◆ **WRITTEN EXERCISE**:
Repeat each of the records below word for word, keeping every line unchanged and in its original order.

◆ **PROVIDED INFORMATION**:
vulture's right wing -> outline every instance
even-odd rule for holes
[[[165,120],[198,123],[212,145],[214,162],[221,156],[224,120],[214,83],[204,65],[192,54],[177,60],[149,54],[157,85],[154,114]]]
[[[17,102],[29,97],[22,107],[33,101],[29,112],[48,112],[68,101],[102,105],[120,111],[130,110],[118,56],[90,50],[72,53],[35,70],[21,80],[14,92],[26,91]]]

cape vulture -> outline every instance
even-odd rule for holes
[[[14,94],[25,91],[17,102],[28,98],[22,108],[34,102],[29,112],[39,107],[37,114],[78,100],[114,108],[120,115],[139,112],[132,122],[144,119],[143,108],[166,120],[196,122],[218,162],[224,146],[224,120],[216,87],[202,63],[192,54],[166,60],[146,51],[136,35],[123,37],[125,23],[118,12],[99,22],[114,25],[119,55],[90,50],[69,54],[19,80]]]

◆ **SOLUTION**:
vulture's right wing -> outline every instance
even-odd rule for holes
[[[165,120],[198,123],[212,145],[214,162],[221,156],[224,120],[214,83],[204,65],[192,54],[177,60],[149,54],[157,85],[154,114]]]
[[[17,102],[29,97],[22,107],[33,101],[29,112],[48,112],[68,101],[102,105],[120,111],[130,110],[118,56],[90,50],[72,53],[35,70],[21,80],[14,92],[26,91]]]

cape vulture -> outline every instance
even-odd rule for holes
[[[14,94],[25,91],[17,102],[28,98],[22,108],[34,102],[29,112],[39,107],[37,114],[78,100],[114,108],[120,115],[139,112],[132,122],[144,119],[143,108],[166,120],[196,122],[218,162],[224,146],[224,120],[216,87],[202,63],[192,54],[166,60],[146,51],[136,35],[123,37],[125,23],[118,12],[99,22],[114,25],[119,55],[90,50],[69,54],[19,80]]]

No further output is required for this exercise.